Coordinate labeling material
-- start --

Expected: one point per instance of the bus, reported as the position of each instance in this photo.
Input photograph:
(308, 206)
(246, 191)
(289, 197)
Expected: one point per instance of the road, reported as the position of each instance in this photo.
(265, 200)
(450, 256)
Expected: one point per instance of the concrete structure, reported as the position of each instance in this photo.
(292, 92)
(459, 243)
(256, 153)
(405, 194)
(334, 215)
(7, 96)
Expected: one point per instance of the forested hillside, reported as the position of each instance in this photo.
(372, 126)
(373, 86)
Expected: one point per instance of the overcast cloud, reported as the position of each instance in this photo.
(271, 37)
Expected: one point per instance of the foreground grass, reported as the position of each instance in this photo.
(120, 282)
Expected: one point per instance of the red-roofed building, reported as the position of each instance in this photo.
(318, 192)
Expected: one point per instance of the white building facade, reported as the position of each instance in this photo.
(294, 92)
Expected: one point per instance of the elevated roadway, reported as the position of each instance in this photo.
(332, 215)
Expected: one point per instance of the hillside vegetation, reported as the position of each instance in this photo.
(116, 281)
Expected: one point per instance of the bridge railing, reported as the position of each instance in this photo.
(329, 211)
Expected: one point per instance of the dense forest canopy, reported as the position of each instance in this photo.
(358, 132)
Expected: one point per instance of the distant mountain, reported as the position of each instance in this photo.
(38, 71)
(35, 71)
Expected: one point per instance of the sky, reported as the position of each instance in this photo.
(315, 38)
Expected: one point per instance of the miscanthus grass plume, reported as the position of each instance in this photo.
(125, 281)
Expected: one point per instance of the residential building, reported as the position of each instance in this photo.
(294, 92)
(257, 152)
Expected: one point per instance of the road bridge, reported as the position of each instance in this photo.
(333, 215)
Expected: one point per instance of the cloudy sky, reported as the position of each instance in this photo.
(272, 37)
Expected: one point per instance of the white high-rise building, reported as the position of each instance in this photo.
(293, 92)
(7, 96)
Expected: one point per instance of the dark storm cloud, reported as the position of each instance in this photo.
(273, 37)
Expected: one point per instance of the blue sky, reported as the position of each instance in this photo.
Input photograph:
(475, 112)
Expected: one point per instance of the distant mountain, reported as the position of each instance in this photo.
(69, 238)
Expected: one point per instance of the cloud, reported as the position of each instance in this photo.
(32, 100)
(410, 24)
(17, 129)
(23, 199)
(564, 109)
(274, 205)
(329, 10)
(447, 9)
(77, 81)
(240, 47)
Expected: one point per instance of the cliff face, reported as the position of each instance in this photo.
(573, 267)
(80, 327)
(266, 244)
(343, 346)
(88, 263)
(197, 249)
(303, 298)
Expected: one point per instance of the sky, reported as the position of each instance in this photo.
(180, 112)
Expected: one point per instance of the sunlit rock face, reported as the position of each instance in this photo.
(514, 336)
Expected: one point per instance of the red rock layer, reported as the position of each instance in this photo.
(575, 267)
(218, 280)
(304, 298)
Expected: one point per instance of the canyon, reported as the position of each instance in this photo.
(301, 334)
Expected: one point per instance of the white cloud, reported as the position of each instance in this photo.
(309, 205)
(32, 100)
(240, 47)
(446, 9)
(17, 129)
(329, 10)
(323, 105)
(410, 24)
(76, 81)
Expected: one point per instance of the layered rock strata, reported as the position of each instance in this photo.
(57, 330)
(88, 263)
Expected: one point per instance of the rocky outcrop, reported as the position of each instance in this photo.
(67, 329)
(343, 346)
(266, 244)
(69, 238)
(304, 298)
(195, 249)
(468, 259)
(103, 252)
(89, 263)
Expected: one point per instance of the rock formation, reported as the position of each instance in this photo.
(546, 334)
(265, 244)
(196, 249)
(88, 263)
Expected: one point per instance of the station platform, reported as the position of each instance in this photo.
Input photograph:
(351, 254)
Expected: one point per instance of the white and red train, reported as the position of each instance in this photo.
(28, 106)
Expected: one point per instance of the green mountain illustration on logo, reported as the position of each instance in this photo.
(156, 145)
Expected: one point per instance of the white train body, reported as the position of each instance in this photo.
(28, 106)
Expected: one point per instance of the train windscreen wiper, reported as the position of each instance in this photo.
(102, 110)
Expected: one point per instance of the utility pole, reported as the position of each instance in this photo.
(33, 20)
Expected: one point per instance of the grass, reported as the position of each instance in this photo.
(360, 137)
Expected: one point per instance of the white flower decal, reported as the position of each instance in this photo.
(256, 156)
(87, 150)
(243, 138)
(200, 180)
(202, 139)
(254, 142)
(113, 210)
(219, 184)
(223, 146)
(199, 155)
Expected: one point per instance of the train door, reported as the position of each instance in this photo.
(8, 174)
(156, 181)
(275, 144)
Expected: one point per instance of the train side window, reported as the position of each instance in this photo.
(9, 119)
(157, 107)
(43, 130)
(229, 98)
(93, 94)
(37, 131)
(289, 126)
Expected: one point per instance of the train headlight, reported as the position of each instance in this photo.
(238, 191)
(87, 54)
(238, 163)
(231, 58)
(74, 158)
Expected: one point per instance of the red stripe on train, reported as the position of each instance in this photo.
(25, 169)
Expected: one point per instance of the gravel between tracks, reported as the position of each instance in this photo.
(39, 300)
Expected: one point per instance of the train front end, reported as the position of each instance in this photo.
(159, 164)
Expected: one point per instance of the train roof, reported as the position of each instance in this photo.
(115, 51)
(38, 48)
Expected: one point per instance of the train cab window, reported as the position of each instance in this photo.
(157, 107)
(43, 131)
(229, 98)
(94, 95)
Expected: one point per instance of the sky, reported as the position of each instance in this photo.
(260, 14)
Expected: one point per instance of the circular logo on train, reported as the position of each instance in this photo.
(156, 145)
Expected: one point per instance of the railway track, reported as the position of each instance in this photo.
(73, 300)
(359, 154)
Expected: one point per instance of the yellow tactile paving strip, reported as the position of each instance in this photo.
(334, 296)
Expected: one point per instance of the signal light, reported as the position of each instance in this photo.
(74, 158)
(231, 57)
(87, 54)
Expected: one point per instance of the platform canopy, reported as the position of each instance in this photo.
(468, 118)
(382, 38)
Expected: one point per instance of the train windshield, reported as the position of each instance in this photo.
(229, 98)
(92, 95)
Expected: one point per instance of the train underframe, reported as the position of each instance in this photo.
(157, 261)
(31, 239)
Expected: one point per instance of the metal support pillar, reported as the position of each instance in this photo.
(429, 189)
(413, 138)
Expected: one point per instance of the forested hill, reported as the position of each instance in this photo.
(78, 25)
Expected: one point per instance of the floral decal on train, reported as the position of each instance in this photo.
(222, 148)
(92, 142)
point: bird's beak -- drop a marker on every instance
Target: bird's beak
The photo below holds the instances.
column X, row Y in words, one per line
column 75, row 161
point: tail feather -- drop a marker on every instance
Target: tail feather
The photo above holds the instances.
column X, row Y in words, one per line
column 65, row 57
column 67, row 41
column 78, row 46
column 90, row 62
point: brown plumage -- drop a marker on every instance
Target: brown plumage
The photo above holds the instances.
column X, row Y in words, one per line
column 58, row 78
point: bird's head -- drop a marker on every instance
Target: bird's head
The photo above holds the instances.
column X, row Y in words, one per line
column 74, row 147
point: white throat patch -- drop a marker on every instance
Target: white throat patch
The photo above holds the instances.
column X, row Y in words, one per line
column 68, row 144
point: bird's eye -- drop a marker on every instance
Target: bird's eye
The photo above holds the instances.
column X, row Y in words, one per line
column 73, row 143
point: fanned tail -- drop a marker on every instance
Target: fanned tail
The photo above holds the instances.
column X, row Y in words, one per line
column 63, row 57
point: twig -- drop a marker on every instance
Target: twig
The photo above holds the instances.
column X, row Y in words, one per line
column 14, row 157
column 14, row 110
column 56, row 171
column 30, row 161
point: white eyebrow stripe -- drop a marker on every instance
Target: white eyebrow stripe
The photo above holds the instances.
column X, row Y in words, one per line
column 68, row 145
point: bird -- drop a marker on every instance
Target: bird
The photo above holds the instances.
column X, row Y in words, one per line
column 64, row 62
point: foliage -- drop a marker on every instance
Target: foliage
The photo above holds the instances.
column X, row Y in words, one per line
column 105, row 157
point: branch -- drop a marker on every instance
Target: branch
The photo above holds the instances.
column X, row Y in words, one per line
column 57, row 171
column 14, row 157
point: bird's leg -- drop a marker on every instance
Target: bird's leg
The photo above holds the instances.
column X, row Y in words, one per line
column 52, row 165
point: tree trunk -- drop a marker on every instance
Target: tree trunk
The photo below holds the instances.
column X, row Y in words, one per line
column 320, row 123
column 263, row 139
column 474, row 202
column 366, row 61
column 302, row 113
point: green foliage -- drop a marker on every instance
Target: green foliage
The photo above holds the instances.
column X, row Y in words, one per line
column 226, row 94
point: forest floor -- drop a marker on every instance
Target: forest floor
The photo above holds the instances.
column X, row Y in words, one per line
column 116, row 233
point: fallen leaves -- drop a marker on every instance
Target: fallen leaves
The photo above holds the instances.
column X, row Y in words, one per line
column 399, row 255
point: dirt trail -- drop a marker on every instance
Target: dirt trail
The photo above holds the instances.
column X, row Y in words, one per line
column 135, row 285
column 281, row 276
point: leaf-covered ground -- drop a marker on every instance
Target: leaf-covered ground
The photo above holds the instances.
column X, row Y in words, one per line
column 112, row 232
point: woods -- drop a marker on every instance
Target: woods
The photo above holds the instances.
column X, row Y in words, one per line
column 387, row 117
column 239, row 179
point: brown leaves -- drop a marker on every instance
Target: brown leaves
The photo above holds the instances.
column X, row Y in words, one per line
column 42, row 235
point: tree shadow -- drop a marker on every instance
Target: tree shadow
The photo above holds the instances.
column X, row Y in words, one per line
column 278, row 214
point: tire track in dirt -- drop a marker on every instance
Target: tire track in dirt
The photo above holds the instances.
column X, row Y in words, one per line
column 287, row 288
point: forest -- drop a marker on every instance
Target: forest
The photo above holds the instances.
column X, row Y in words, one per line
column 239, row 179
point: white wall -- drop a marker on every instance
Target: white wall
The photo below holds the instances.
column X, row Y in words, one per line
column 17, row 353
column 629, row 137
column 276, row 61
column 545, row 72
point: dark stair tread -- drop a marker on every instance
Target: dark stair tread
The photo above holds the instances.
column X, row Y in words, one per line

-- end --

§ PROBLEM TO SOLVE
Could you give again the lines of material from the line with "point: green foliage" to the line with "column 287, row 288", both included, and nothing beyond them?

§ FINISHED TASK
point: green foliage -- drop a marker on every instance
Target: green foliage
The photo above holds the instances.
column X, row Y in words, one per line
column 226, row 94
point: forest floor -- drop a marker on every instance
Target: forest floor
The photo above holds the instances.
column X, row Y in words, one per line
column 116, row 233
point: fallen leaves -- drop a marker on every instance
Target: fallen leaves
The photo above holds the instances.
column X, row Y in words, one per line
column 399, row 255
point: dirt trail -- drop a marker on every instance
Target: dirt trail
The photo above holds the instances.
column X, row Y in words, one per line
column 135, row 285
column 281, row 276
point: leaf-covered ground -- drop a marker on every instance
Target: leaf-covered ground
The photo above holds the instances.
column X, row Y in words, one per line
column 112, row 232
point: woods -- drop a marker on every instance
Target: woods
The photo above holds the instances.
column X, row Y in words, one per line
column 387, row 117
column 239, row 179
point: brown leaves -- drop a marker on every instance
Target: brown leaves
The photo above holds the instances.
column X, row Y in words, one per line
column 42, row 235
point: tree shadow -- drop a marker on every instance
Target: tree shadow
The photo above holds the instances.
column X, row Y in words, one per line
column 278, row 214
point: tire track in dirt -- drop a marker on every instance
Target: tire track in dirt
The photo above holds the instances.
column X, row Y in words, one per line
column 287, row 288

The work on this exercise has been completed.